* _PROBLEM DETAILS_
Continue the post below on cruise lines and COVID-19 emergency powers, starting after its last sentence.

* _PASSAGE_
────────────────────────────────────────

Breaking Travel News
Norwegian Cruise Line Holdings Ltd., amended a filing with the Securities and Exchange Commission this morning (Tuesday May 5th, 2020). The filing from the Miami-based company’s independent accounting firm states the company expects it will need additional financing to satisfy outstanding debt, and without funds coming in from its three cruise line brands – Norwegian Cruise Line, Oceania and Regent Seven Seas – it does not have enough liquidity to satisfy its financial obligations going forward.
This is very concerning to us. Travel is our life at this point and cruising is a significant part of our travel plans. It isn’t just cruise lines affected. It’s travel agents and businesses, airlines, tour operators, a whole line of dominoes that will potentially fall
As mentioned in previous postings we have been concerned about the PR nightmare for the cruise companies and do recognize the financial impact of this COVID-19 crises on them. The NCL announcement is the first indication that the industry is now at serious risk. The cruise business is not alone in this crises. There are strong indications that huge numbers of smaller businesses will not be able to survive COVID-19 policies from restaurants, independent theaters and retail business small and large. Last week Neiman Marcus indicted it would be filing for bankruptcy and apparel store J. Crew announced yesterday, May 4, 2020, that it has now filed for Chapter 11 bankruptcy.
As financial doom approaches and lockdown orders continue to be extended in some states while others are attempting to re-open it needs to be asked – on the authority of what statutes are these actions being taken? How extensive are the emergency powers of governors and even the President.
We, as a people, are supposed to rest assured that this is a nation of laws and those laws encompass the entirety of rules that our government can exercise. There can be no exercise of authority over any entity if there is no specific law or regulation in effect allowing it.
On Sept. 14th 2011 President Bush signed an executive order taking emergency actions to fight terrorism that included military action without congressional approval. Executive Orders, by law, have strict limitations and require re-authorization and supervision by congress. Bush’s order remained in effect through his term and in 2016 President Obama signed a re-authorization of that act.
Effective March 1, 2020 the President of the United States issued an Executive Order declaring a national emergency relating to COVID-19. There is nothing in that order or any additional emergency orders that relates to international or national airlines or cruise ship companies except specifically “suspending entry of foreign nationals seeking entry who had been physically present within the prior 14 days in certain jurisdictions where COVID-19 outbreaks have occurred, including the People’s Republic of China, the Islamic Republic of Iran, and the Schengen Area of Europe”.

────────────────────────────────────────

* _DATA SUPPLIED_
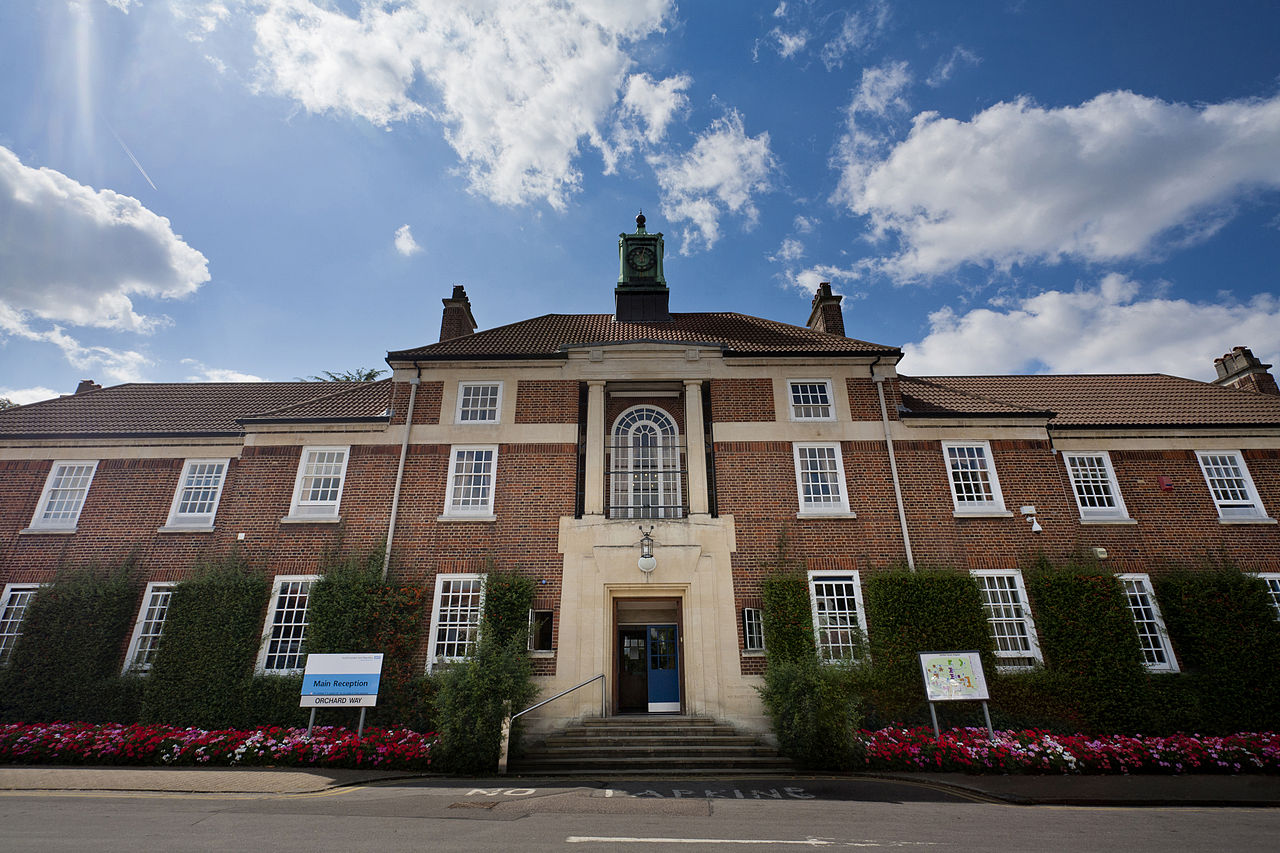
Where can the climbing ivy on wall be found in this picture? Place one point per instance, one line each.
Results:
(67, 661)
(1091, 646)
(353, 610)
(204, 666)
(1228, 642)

────────────────────────────────────────

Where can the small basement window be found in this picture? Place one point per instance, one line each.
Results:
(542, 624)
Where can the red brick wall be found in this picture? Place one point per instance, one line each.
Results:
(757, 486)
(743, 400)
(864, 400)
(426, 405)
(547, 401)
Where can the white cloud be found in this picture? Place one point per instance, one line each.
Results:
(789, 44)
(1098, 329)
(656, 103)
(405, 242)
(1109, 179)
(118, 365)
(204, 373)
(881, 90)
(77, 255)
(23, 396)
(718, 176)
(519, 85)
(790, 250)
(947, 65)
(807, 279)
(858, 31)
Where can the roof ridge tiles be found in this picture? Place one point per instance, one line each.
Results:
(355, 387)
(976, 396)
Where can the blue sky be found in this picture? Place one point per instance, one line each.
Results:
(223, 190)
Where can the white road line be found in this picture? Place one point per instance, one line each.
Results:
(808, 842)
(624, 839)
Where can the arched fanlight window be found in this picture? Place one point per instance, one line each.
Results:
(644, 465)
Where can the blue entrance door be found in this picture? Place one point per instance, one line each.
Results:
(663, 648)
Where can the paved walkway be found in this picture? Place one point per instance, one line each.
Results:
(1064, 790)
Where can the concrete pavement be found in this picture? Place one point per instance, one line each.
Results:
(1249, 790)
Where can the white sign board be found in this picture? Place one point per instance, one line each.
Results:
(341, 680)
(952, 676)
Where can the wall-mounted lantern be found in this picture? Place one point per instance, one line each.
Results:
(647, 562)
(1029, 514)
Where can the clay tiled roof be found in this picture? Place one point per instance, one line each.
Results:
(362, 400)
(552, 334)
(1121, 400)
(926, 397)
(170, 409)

────────────────────────────────────────

* _WRITTEN ANSWER_
Under Federal Statutes the Center for Disease Control has a number of statuary powers to help prevent the spread of contagious diseases. The regulations and laws relating specifically to the CDC and air and sea carriers bringing individuals into this country are contained in 42 Code of Federal Regulations parts 70 and 71, where the CDC is authorized whenever the Director has reason to believe that any arriving carrier or article or thing on board the carrier is or may be infected or contaminated with a communicable disease, he/she may require detention, disinfection, disinfestation, fumigation, or other related measures respecting the carrier or article or thing as he/she considers necessary to prevent the introduction, transmission, or spread of communicable diseases. To detain, medically examine, and release persons arriving into the and traveling between states who are suspected of carrying these communicable diseases.
Nothing in these regulations shall affect the constitutional or statutory rights of individuals (entities) to obtain judicial review of their federal detention or order.
The only possibility for authority to issue a “Do Not Sail Order” to all cruise ships is in the wording “or other related measures respecting the carrier or article or thing as he/she considers necessary to prevent the introduction, transmission, or spread of communicable diseases” and that would be a stretch considering the word “related” referring to the preceding techniques. Why cruise ships and no “Do Not Fly Order”? Perhaps grounding airlines is too obviously illegal under the statutes?